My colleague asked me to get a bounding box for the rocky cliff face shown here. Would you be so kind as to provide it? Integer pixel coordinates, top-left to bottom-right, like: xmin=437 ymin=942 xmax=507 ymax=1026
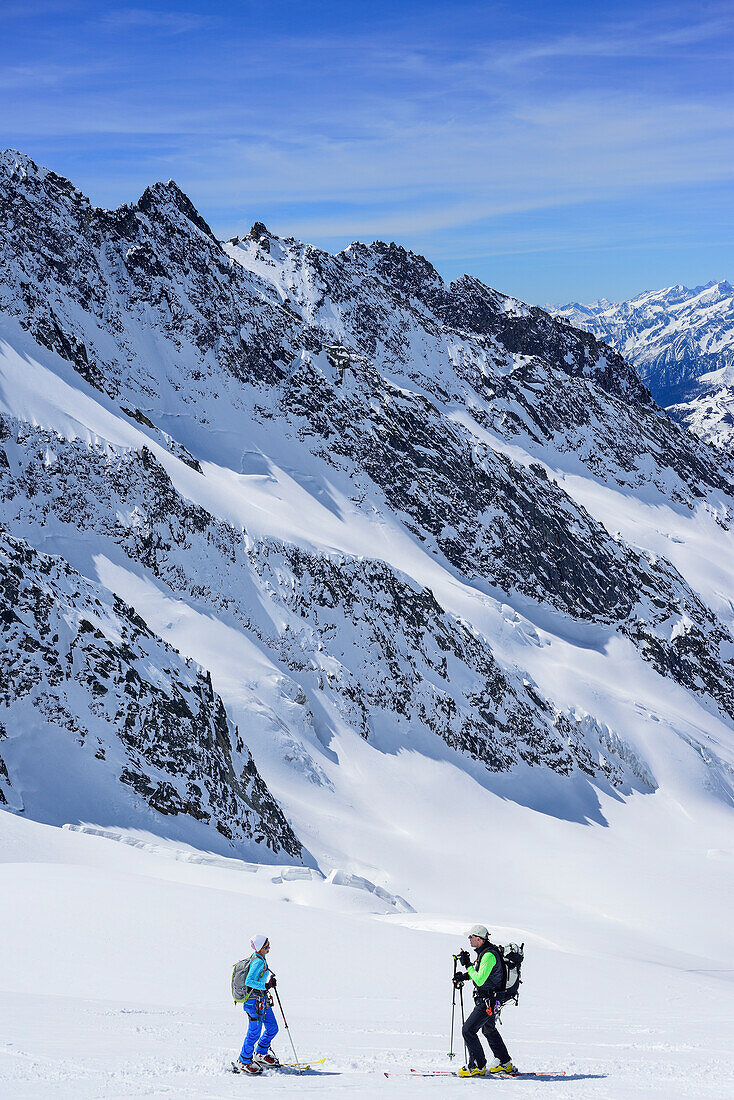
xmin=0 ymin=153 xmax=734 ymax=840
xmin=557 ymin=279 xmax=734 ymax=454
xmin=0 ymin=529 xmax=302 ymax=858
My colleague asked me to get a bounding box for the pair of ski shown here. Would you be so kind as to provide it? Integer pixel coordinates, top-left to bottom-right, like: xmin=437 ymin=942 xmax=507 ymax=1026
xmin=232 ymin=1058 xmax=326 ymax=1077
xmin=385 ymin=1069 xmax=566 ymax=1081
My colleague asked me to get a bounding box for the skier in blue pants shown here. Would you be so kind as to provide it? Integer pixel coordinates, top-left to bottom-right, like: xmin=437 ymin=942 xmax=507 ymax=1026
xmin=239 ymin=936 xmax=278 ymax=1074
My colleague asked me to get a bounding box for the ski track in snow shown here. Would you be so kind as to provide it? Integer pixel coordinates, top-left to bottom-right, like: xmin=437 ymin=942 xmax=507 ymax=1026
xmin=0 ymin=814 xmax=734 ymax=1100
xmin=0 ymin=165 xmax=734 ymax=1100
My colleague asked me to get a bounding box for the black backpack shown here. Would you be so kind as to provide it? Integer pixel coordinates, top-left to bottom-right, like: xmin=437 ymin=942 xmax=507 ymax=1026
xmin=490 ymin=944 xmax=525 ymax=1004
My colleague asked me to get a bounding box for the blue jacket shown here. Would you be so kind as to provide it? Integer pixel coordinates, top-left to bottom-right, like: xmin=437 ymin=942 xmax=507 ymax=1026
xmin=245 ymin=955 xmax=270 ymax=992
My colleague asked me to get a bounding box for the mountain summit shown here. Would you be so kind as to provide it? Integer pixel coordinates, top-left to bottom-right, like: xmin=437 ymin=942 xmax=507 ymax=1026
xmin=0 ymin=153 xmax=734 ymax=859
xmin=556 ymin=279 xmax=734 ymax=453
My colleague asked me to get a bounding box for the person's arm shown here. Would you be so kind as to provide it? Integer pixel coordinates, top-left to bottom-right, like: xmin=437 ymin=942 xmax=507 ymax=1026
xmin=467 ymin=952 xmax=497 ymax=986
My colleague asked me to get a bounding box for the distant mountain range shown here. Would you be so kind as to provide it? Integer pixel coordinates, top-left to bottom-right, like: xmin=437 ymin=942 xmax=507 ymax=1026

▸ Written problem: Could you arrange every line of the data above as a JSON list of strings, one string per line, with blank lines skipped and the pictures left out?

▸ Exercise response:
[
  "My colleague asked me to get a bounding box for the rocky cliff face shown here. Would you be so kind as to provide it? Integer pixel coordinates, top-left to bottom-right, like: xmin=437 ymin=942 xmax=507 ymax=1026",
  "xmin=0 ymin=153 xmax=734 ymax=840",
  "xmin=557 ymin=279 xmax=734 ymax=454",
  "xmin=0 ymin=529 xmax=302 ymax=858",
  "My colleague asked me to get a bounding box for the pair of ski shown here. Would you be so kind as to provide it? Integer pixel coordinates, top-left to bottom-right, like: xmin=437 ymin=942 xmax=507 ymax=1026",
  "xmin=232 ymin=1058 xmax=326 ymax=1077",
  "xmin=385 ymin=1069 xmax=566 ymax=1081",
  "My colleague asked me to get a bounding box for the skier in blue pants shown here. Would you be so kind as to provide it? Integer pixel coordinates, top-left to bottom-right, like: xmin=437 ymin=942 xmax=507 ymax=1026",
  "xmin=239 ymin=936 xmax=278 ymax=1074",
  "My colleague asked me to get a bounding box for the ski track in snow shown here. Would you be so kind as to provide it? Integer pixel coordinates, top-left to bottom-right, like: xmin=437 ymin=942 xmax=507 ymax=1026",
  "xmin=0 ymin=814 xmax=734 ymax=1100",
  "xmin=0 ymin=165 xmax=734 ymax=1100",
  "My colleague asked me to get a bounding box for the black backpack shown here. Would you be so kind as to provide it? Integer pixel coordinates, top-left to bottom-right, like: xmin=437 ymin=942 xmax=507 ymax=1026",
  "xmin=490 ymin=944 xmax=525 ymax=1004",
  "My colleague asked me to get a bounding box for the blue jacket shown here. Would you be so kind as to provide it? Integer pixel coordinates, top-left to bottom-right, like: xmin=437 ymin=942 xmax=507 ymax=1026",
  "xmin=245 ymin=955 xmax=270 ymax=992",
  "My colleague asked me to get a bounding box for the mountain summit shown here. Would you be so kind as to provide it? Integer pixel coordinates, top-left to bottom-right, like: xmin=437 ymin=942 xmax=507 ymax=1026",
  "xmin=0 ymin=153 xmax=734 ymax=859",
  "xmin=556 ymin=279 xmax=734 ymax=453",
  "My colleague asked me to get a bounding box for the person's arm shown here. Would you be so kind as to provide it? Integer pixel coordinates, top-left to bottom-right, like: xmin=437 ymin=942 xmax=507 ymax=1026",
  "xmin=467 ymin=952 xmax=497 ymax=986",
  "My colleague asked me to get a bounding box for the distant mountain range shown here. Would you be so kind as to provide it? Integer pixel coordinates, top-left to bottom-right, like: xmin=437 ymin=942 xmax=507 ymax=1026"
]